> [Dataset excerpts on object pointing]:
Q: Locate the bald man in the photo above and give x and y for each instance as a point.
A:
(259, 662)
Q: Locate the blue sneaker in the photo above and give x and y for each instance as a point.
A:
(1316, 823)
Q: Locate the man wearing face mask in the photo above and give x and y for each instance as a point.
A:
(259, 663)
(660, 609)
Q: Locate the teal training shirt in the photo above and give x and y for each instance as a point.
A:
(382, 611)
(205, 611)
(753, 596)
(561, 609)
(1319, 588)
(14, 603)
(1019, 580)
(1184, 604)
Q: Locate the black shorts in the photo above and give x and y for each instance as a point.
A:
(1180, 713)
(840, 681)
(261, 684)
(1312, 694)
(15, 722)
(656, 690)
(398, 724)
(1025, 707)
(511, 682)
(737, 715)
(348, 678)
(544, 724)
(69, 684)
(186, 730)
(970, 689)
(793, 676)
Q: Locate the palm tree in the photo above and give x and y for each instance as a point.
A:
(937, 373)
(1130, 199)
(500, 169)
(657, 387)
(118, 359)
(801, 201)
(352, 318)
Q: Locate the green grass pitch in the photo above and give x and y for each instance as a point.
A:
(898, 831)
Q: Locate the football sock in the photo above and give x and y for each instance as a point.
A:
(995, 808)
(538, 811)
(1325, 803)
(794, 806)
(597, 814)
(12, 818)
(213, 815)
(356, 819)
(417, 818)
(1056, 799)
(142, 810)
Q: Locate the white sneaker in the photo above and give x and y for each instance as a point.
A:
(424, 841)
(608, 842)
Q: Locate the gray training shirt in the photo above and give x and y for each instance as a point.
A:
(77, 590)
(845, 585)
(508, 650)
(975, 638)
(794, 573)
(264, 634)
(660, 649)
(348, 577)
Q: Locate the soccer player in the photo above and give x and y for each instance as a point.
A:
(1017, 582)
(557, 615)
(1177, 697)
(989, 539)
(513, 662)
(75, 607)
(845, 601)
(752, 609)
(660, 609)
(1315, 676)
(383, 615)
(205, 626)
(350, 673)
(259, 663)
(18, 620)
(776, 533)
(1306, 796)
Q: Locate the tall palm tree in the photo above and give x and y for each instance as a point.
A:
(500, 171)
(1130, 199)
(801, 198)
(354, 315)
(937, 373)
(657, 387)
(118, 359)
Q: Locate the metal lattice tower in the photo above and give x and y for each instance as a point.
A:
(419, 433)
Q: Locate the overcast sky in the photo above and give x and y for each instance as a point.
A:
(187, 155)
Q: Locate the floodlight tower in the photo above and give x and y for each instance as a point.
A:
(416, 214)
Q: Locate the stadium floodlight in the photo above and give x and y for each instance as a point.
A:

==

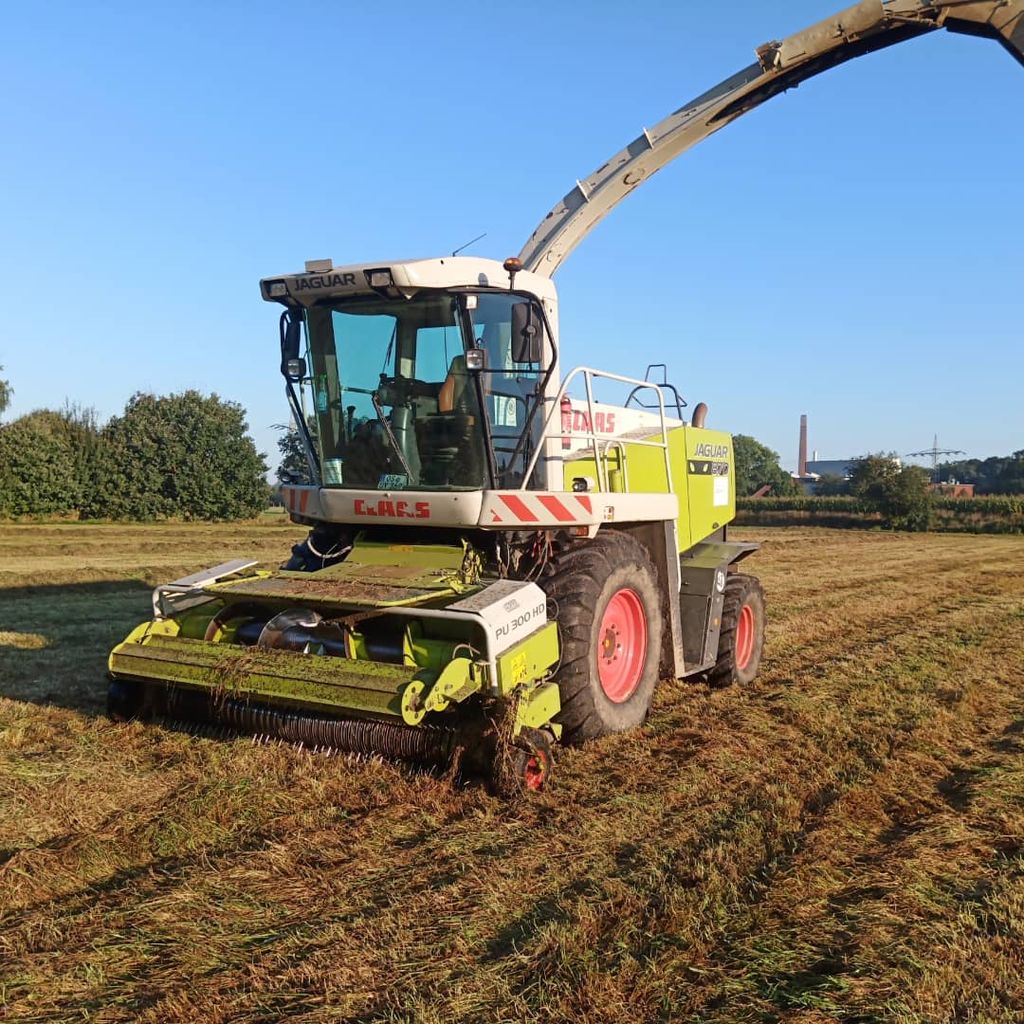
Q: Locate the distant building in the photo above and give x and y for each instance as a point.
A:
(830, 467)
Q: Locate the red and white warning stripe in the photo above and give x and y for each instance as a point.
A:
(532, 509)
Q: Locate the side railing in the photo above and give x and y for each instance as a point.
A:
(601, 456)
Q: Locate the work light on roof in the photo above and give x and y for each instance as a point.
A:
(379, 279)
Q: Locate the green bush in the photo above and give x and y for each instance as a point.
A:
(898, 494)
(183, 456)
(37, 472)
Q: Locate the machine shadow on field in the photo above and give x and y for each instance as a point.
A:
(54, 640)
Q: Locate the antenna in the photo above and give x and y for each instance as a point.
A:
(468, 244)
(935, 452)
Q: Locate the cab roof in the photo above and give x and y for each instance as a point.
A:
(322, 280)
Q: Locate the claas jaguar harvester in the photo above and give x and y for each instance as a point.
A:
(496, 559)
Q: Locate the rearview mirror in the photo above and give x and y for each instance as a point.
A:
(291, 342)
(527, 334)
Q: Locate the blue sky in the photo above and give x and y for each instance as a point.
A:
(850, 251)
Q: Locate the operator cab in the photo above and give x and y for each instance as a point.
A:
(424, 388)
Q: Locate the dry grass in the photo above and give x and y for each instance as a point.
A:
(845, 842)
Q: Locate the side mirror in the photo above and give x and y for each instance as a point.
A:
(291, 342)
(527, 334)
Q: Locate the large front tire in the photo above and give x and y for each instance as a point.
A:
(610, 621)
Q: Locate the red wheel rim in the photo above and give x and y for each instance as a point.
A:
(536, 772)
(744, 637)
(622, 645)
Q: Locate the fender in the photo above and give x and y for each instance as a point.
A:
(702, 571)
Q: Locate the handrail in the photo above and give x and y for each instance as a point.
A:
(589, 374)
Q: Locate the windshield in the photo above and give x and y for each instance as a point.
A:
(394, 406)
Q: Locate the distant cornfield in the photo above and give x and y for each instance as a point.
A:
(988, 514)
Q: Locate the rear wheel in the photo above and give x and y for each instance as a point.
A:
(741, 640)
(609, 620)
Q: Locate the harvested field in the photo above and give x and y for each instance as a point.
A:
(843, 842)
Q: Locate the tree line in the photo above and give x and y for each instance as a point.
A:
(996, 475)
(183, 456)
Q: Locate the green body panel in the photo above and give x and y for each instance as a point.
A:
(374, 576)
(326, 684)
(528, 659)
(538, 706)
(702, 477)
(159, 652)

==

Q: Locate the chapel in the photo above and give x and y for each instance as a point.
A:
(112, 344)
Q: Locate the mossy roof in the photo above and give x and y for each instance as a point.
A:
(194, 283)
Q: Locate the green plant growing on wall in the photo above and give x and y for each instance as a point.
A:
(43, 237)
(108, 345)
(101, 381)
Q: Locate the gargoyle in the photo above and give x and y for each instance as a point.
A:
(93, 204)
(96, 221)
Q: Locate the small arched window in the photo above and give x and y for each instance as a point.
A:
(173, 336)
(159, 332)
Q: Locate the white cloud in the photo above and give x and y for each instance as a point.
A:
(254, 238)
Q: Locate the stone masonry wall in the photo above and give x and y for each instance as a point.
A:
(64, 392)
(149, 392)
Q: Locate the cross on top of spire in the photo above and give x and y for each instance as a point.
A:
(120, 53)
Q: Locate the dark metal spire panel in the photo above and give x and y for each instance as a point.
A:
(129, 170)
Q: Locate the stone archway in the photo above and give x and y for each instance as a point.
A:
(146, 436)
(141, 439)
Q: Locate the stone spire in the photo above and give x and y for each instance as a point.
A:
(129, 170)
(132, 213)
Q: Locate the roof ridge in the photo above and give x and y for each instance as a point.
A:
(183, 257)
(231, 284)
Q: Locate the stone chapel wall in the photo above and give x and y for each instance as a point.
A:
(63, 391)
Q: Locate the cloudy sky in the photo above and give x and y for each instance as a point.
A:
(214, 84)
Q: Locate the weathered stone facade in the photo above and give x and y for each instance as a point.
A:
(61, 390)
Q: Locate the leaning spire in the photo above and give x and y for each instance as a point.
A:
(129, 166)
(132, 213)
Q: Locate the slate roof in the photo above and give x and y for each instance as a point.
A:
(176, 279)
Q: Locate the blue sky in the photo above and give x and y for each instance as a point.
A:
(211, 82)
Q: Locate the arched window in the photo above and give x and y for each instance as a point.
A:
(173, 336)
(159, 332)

> [TASK REQUIREMENTS]: Render the lines above, from the line containing "Q: Locate the blue sneaker" through the line containing "(1184, 604)", inclusive, as a Markdown table with columns "Row" and "Line", omitting any blank lines.

> [WRITTEN SOLUTION]:
| Row | Line |
|---|---|
| 1 | Q: Locate the blue sneaker in the photo above and give x and y for each instance as a point. |
| 2 | A: |
| 3 | (1316, 823) |
| 4 | Q: Locate the man wearing face mask in the photo above and give x and y for each instance as a point. |
| 5 | A: |
| 6 | (259, 663) |
| 7 | (660, 609) |
| 8 | Q: Locate the teal training shirt in the photo above and give x and y for each instance as a point. |
| 9 | A: |
| 10 | (382, 611) |
| 11 | (205, 611) |
| 12 | (753, 596) |
| 13 | (561, 609) |
| 14 | (1319, 588) |
| 15 | (14, 603) |
| 16 | (1019, 580) |
| 17 | (1184, 604) |